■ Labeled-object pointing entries
____________________
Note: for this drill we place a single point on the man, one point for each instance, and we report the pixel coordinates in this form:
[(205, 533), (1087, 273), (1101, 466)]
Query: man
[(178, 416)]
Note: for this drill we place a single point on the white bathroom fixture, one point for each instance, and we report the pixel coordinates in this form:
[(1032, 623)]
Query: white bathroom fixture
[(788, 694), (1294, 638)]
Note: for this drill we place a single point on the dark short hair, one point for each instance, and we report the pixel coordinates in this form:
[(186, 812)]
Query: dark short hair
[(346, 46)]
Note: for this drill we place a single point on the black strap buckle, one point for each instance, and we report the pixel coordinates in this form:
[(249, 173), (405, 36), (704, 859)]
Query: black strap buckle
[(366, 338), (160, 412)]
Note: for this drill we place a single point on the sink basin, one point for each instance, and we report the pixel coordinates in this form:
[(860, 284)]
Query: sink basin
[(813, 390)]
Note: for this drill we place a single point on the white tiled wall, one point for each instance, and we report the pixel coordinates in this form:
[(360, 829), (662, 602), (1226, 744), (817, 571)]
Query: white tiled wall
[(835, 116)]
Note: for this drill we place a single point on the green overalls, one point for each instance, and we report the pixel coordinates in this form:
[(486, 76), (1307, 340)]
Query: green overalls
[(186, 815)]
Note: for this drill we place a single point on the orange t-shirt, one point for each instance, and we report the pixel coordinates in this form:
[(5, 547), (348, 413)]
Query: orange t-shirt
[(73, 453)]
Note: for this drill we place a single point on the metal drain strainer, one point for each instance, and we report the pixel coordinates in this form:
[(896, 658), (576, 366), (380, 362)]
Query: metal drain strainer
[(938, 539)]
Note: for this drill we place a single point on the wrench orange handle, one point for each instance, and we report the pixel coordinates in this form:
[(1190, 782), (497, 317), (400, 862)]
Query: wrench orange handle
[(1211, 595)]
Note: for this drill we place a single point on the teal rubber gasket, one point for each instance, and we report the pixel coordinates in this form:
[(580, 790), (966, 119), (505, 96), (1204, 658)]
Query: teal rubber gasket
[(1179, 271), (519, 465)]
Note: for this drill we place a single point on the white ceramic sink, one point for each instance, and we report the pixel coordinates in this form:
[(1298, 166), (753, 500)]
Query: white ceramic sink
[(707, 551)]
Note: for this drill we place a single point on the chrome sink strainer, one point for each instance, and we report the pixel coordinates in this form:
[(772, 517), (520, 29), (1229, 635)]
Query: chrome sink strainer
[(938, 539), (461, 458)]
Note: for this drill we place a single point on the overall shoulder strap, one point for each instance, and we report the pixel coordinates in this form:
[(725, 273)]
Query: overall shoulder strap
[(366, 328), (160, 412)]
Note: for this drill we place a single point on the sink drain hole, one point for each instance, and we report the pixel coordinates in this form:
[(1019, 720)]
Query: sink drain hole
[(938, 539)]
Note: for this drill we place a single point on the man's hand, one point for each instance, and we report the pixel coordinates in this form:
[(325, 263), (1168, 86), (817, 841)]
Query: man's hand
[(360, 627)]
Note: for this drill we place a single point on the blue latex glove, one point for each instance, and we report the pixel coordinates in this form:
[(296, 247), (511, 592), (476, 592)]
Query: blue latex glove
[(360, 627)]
____________________
From the line containing "on the overall" to the last line of the material, please quote every line exactly and only those.

■ THE RESULT
Note: for this drill we place a single point on the overall shoulder strap, one point for each instance, and we report the pixel coordinates in this form:
[(725, 273)]
Query: overall shoulder strap
[(366, 328), (160, 412)]
Note: for this drill we place a single point on the sink drain hole, one point for each instance, and we report the pixel coordinates in this form:
[(1019, 720)]
Query: sink drain hole
[(938, 539)]
Note: for this drill we place a single point on the man's hand, one point for each instance, and we report the pixel coordinates in this form:
[(325, 263), (1168, 86), (817, 841)]
Query: man's hand
[(360, 627)]
Note: for this drill we place a single point on the blue latex glove, one point for each instance, and we report the pixel coordinates in this form:
[(296, 247), (511, 592), (476, 592)]
Query: blue latex glove
[(360, 627)]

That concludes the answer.